═══ Data section

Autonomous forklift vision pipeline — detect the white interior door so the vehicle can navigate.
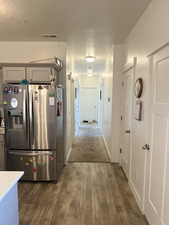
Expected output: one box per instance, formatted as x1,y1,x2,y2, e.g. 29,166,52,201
130,95,147,211
121,70,133,178
79,88,98,123
145,45,169,225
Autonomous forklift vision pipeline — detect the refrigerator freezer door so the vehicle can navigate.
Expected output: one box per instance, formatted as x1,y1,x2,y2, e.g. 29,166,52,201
29,85,57,150
3,85,29,150
55,87,65,176
7,150,57,181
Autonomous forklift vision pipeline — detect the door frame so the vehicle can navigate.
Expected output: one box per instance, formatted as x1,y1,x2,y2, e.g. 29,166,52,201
98,78,104,129
74,80,80,135
120,57,137,180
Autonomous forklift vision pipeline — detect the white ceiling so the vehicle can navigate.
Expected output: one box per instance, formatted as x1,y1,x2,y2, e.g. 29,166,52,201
0,0,150,42
0,0,151,75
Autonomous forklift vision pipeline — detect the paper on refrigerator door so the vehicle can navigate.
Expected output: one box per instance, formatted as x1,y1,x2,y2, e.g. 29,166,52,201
49,97,55,106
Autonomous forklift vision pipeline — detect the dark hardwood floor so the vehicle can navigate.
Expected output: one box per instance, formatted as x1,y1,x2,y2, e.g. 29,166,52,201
19,163,148,225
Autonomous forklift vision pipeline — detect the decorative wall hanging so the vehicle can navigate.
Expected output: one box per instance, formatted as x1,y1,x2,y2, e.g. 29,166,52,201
134,78,143,98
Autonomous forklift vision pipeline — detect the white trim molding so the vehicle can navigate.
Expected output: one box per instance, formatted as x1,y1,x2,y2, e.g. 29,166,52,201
102,135,112,161
122,57,137,74
147,41,169,57
65,147,72,163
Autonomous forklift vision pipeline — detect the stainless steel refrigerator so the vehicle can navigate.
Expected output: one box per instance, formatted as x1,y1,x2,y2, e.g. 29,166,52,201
3,83,64,181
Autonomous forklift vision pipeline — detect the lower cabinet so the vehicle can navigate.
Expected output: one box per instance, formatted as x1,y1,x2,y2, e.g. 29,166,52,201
0,184,19,225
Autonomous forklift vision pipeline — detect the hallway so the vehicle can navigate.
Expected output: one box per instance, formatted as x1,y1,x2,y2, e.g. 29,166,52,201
0,1,169,225
68,127,110,162
19,128,148,225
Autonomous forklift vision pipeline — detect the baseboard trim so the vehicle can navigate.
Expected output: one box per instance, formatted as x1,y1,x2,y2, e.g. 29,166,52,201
65,147,72,163
120,166,128,182
129,180,143,213
102,135,112,161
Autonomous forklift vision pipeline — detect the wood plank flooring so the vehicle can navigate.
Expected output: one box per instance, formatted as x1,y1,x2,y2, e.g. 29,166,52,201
19,163,148,225
68,128,110,162
19,127,148,225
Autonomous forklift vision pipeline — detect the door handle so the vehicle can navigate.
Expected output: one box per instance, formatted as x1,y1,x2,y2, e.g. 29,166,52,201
125,130,130,134
142,144,150,151
29,88,35,149
9,151,53,156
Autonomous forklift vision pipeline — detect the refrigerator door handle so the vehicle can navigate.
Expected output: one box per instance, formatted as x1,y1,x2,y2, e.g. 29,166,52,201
8,151,53,156
23,88,28,147
29,88,35,149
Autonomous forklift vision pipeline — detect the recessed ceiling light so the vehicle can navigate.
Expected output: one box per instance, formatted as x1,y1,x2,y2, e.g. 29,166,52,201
85,56,96,63
41,34,57,38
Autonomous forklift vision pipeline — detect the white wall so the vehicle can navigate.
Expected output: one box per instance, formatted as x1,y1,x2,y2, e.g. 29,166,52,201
102,48,114,158
0,41,66,62
126,0,169,60
65,77,74,158
102,45,125,162
79,75,100,88
123,0,169,213
111,45,125,162
66,48,75,159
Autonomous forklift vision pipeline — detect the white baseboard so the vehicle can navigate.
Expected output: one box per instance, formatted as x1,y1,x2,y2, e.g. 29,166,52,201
129,180,144,213
102,135,112,161
65,147,72,163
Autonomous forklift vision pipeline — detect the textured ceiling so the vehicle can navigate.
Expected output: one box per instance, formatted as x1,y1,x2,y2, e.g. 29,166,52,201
0,0,151,75
0,0,150,42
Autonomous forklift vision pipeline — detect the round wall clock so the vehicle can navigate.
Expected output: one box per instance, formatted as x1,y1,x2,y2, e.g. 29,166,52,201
134,78,143,98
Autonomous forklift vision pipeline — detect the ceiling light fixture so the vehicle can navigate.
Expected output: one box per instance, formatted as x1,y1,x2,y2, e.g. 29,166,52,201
85,56,96,63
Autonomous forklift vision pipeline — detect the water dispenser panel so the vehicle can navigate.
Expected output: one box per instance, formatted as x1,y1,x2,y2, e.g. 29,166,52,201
3,86,24,129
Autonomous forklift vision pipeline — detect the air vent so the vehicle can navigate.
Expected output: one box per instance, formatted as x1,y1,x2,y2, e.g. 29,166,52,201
41,34,57,38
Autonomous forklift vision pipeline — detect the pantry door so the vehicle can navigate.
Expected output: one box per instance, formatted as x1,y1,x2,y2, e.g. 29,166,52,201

══════

◆ **What the exercise asks**: Keeping the pictures out, output the records from above exactly and completely.

◆ **Exercise result**:
Autonomous forklift vision pipeline — detect the white interior door so the vehicle can navigate.
Expected output: one box per instance, formatted as x1,y1,x2,y2, e.g. 29,166,52,201
130,95,147,211
121,70,133,178
79,88,98,123
145,45,169,225
Autonomous forklift vision pipeline — detect the refrigerator freezer door so the vehicle can navigate.
Expected output: one box per instance, formatted as x1,y1,x2,y2, e.g. 29,166,52,201
29,85,57,150
3,85,29,150
55,87,65,176
7,150,57,181
Autonomous forklift vision pipeline — detect the door frame so the vehicle can navigate.
Expected output: one box per instance, formatted as x1,y1,x2,y2, e.g. 29,166,52,201
98,78,104,129
74,80,80,135
120,57,137,180
Autonomous forklift vision pipeline — detect the white ceiling so the vehicle can navigate.
Expected output: one box per instance, formatted as x1,y1,x2,y2, e.g. 29,166,52,201
0,0,150,42
0,0,151,75
Autonomous forklift vision pipeline — detect the paper on refrigerator door so the vehicle can navigate.
Expected output: one box per instance, formatted as x1,y1,x2,y2, e.g. 29,166,52,201
49,97,55,106
Autonomous forklift vision pipeline — detect the dark hardwood floor so the vehicle can navigate.
Expected output: one box per instance, formatted as x1,y1,x2,y2, e.g. 29,166,52,201
19,163,148,225
Autonomous forklift vision pipeline — detect the decorative wall hanging so the vehicle can navigate.
Expected output: one box per instance, formatted as x1,y1,x2,y2, e.g. 29,166,52,201
134,78,143,98
Autonomous forklift vision pipeline — detect the white trim molding so the vehicle can navigate.
Expected output: one box per instance, formatted as x1,y1,x2,y2, e.g. 29,166,52,201
102,135,112,161
122,57,137,74
147,41,169,57
65,147,72,163
Autonomous forklift vision pipeline — detect the stainless steel refrigerator so the vehicle can navigate.
Expected output: one box per instance, formatted as x1,y1,x2,y2, e.g. 29,166,52,201
3,83,64,181
Autonomous forklift vision pipeline — detect the lower cabinet so the vehicle can navigate.
Expected output: one box per instance, formatted as x1,y1,x2,y2, e.g. 29,166,52,201
0,184,19,225
Autonomous forklift vision pipeline — detect the hallway so the vehicle can navigate.
Expected output: one box per instance, formatted as x1,y1,x2,y2, e.g. 29,166,52,201
0,1,169,225
68,127,110,162
19,128,148,225
Autonomous forklift vision pipeline — detect the baseboard trim so the vehicle can navigate.
Expected output: one box per instance, formatted as x1,y1,x2,y2, e.g. 29,166,52,201
65,147,72,163
120,166,128,182
129,180,143,213
102,135,112,161
Autonomous forklift vision pipeline — detect the wood plank flooring so the vehicle can navigate.
Expected output: one box per instance, formatted as x1,y1,x2,y2, e.g. 29,166,52,201
19,163,148,225
68,128,110,162
19,127,148,225
Autonomous forklift vision pipeline — detect the door handle so the vehicle can navigate.
Expected output: one box per instance, formatted as x1,y1,x2,y2, e.g. 29,166,52,201
125,130,130,134
142,144,150,151
29,88,35,149
9,151,53,156
Autonomous forklift vision pipeline — detect the refrigerator door handle so the vehicle can navigate.
Expected output: one box per instance, formatted as x1,y1,x2,y2, e.g. 29,166,52,201
8,151,53,156
23,88,28,147
29,88,35,149
Autonomous forklift vision pipeline — detect the recessed ceiling light so the vehicle can navigate.
Expected output: one box per instance, formatted as x1,y1,x2,y2, e.g. 29,166,52,201
85,56,96,63
41,34,57,38
Autonomous forklift vision pipeline — detect the white wall so the vehicle can navigate.
Expected output: one box per instance, formatted as x1,y1,x2,y2, e.g. 29,166,52,201
102,48,114,158
0,41,66,62
126,0,169,60
65,77,74,158
102,45,125,162
79,75,100,88
123,0,169,213
111,45,125,162
66,48,75,159
Autonomous forklift vision pipeline — detect the white baseboard so the vehicle can navigate.
Expected output: one box per instance, formatted as x1,y1,x2,y2, e.g. 29,166,52,201
129,180,144,213
102,135,112,161
65,147,72,163
Autonomous forklift vision pipeline — detect the textured ceiling so the vehicle can navigate.
Expected output: one box per instance, formatted as x1,y1,x2,y2, e.g. 29,166,52,201
0,0,151,75
0,0,150,42
Autonomous forklift vision pipeline — detect the round wall clock so the vehicle can navigate.
Expected output: one box per instance, formatted as x1,y1,x2,y2, e.g. 29,166,52,201
134,78,143,98
Autonomous forklift vision pipeline — detect the ceiling light fixture so the vehicle can navigate.
Expected output: one box per instance, formatted as x1,y1,x2,y2, e.g. 29,166,52,201
85,56,96,63
Autonomous forklift vision pipeline — detect the water dispenser panel so the vehicle can navigate.
Expected output: one box per instance, formatted as x1,y1,x2,y2, e.g. 29,166,52,201
3,86,24,129
Autonomous forklift vision pipeline — detect the air vent so the vehicle can navigate.
Expected output: one box per instance, formatted as x1,y1,x2,y2, e.g. 29,166,52,201
41,34,57,38
Autonomous forklift vision pipeline — detect the pantry door so the vehicle can navigate.
Expected output: one box per instance, formatted as x1,y1,x2,y2, e.g. 29,166,52,201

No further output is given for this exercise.